## Texto base

1865pbA Estação da Luz em 1865

Por Edison Loureiro

Seguro morreu de velho
Quem avisa amigo é
Quem quiser dar bons passeios
Tem carrinhos – sem receios
Bem baratos lá na Sé

O que tem os versinhos acima a ver com a SPR – São Paulo Railway, a “Inglesa”? Para entender temos que conhecer a história da festa da chegada da primeira locomotiva à Estação da Luz,

Apenas alguns anos depois que foram inauguradas as primeiras ferrovias na Inglaterra, em 1825 e 1829, houve uma primeira tentativa de construção de uma ferrovia em São Paulo que permitisse escoar a produção de bens que eram produzidos no interior para o porto de Santos.

Assim, já em 30 de março de 1835 foi votada uma lei provincial autorizando o Presidente da Província a “conceder carta de privilégio exclusivo para a companhia de Aguiar, Viúva, Filhos & Comp., Platt e Reid para a factura de uma estrada de ferro para o transporte de gêneros e passageiros desde a Villa de Santos até São Carlos [atual Campinas], Constituição, Ytu, ou Porto Feliz”, mas esta iniciativa não foi para frente.

Somente vinte anos depois, uma lei geral e outra provincial deram condições para que em 26 de abril de 1856 um decreto desse concessão por 90 anos a Irineu Evangelista de Souza, então Barão de Mauá, José Antonio Pimenta Bueno, futuro Marquês de São Vicente, e José da Costa Carvalho, Marquês de Monte Alegre para a construção e exploração de uma ferrovia que ligasse Santos a Jundiaí. Assim, em 1860, foi reunido o capital que formou a São Paulo Railway Company com aporte de capitais ingleses.

As obras começaram em 24 de novembro de 1860 e em 1864 já estava funcionando o primeiro plano inclinado da Serra.

Em 1865, todos os 800 metros da Serra do Mar já haviam sido vencidos e os trilhos chegavam à então modesta Estação da Luz.

A Câmara Municipal resolveu então fazer uma grande comemoração. Ao meio-dia de seis de setembro daquele ano foi marcada a chegada do primeiro trem à Estação. Haveria uma cerimônia de batismo do trem, após a banda de música, e os discursos de praxe, seria oferecido um “copo d’água” aos empreiteiros da estrada, no Jardim Público. Bem, o tal “copo d’água” era um eufemismo para um opíparo banquete no Jardim da Luz.

## Problemas a resolver
a: Reescreva o trecho do texto sobre a Estação da Luz que vai de "A Câmara Municipal" até "Jardim da Luz.", trocando "Câmara Municipal" por "Prefeitura".
b: Responda às perguntas com base no texto sobre a Estação da Luz.
(i) Em que data foi votada a lei provincial que autorizava a carta de privilégio exclusivo para a estrada de ferro?
(ii) Por quantos anos valia a concessão dada pelo decreto de 26 de abril de 1856?
(iii) Em que data começaram as obras?
Não é preciso consultar os registros.

## Material fornecido
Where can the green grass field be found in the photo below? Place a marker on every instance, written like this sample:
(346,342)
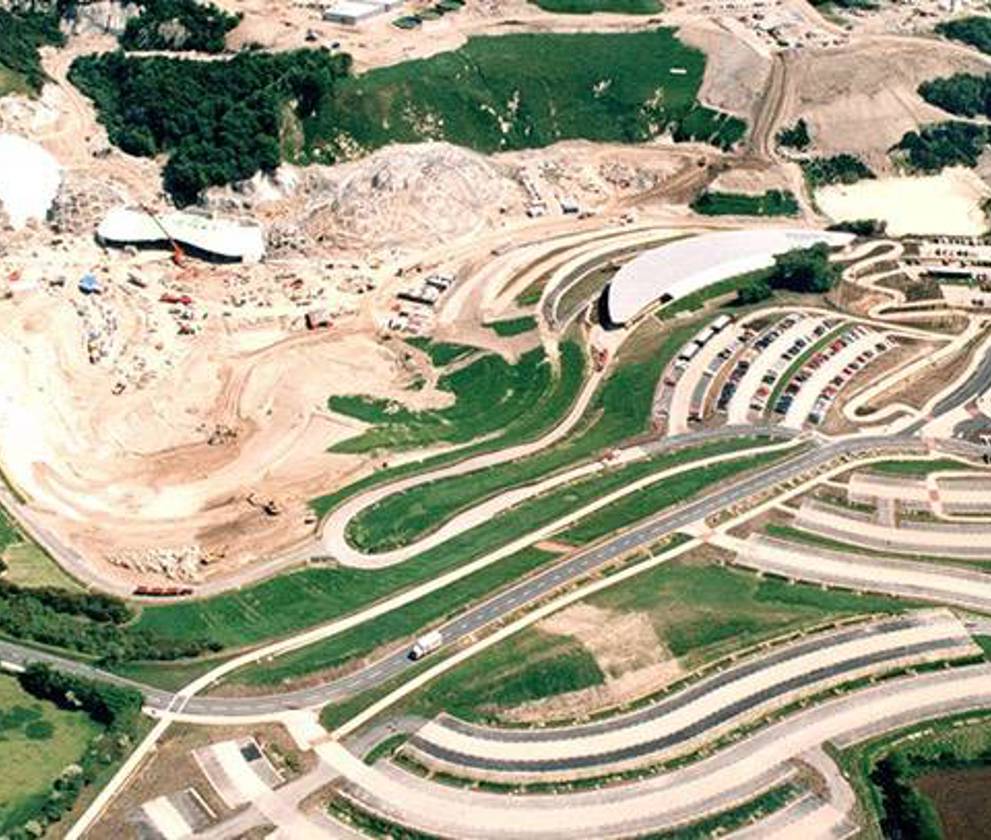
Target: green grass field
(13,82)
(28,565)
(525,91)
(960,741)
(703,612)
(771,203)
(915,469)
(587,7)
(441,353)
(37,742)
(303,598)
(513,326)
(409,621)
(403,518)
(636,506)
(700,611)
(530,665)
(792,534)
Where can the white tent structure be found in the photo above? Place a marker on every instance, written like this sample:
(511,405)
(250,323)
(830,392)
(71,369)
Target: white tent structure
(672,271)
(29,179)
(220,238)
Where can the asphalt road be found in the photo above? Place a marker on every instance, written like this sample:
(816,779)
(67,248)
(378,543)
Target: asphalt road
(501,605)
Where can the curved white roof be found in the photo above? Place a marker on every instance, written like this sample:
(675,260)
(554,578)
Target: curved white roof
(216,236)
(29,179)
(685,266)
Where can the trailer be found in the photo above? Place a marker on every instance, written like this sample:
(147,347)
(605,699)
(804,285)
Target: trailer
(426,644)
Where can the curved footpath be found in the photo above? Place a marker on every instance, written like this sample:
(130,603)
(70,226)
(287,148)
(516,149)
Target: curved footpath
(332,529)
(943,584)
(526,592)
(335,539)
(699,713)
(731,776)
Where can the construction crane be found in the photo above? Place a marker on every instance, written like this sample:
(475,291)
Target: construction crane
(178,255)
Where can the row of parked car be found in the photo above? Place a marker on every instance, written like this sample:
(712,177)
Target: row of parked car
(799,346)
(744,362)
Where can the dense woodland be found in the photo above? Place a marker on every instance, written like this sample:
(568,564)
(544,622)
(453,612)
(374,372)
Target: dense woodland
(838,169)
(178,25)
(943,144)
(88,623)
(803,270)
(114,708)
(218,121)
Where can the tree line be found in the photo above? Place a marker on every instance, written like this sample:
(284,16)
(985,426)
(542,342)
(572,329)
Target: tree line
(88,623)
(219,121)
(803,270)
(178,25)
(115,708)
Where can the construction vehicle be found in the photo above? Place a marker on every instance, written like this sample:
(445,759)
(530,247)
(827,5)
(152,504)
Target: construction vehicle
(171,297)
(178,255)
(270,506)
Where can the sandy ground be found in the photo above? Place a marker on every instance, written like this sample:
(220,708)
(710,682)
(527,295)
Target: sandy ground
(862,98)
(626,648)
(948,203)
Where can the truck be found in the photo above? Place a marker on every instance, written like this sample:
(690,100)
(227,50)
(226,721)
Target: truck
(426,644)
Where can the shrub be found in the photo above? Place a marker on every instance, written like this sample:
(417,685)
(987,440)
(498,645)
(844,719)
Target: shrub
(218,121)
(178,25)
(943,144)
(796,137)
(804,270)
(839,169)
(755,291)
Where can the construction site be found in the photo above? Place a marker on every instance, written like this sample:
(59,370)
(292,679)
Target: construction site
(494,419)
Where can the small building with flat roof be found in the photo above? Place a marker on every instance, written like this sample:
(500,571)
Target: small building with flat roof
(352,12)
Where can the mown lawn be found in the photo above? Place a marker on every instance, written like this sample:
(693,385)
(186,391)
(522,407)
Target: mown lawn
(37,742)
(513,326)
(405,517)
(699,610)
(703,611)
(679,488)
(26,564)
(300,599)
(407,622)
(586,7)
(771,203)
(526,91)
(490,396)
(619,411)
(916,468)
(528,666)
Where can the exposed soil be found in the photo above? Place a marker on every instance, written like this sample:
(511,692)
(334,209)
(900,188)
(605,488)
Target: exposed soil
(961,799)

## Respostas por tarefa
a:
A Prefeitura resolveu então fazer uma grande comemoração. Ao meio-dia de seis de setembro daquele ano foi marcada a chegada do primeiro trem à Estação. Haveria uma cerimônia de batismo do trem, após a banda de música, e os discursos de praxe, seria oferecido um “copo d’água” aos empreiteiros da estrada, no Jardim Público. Bem, o tal “copo d’água” era um eufemismo para um opíparo banquete no Jardim da Luz.

b:
(i) Em 30 de março de 1835.
(ii) Por 90 anos.
(iii) Em 24 de novembro de 1860.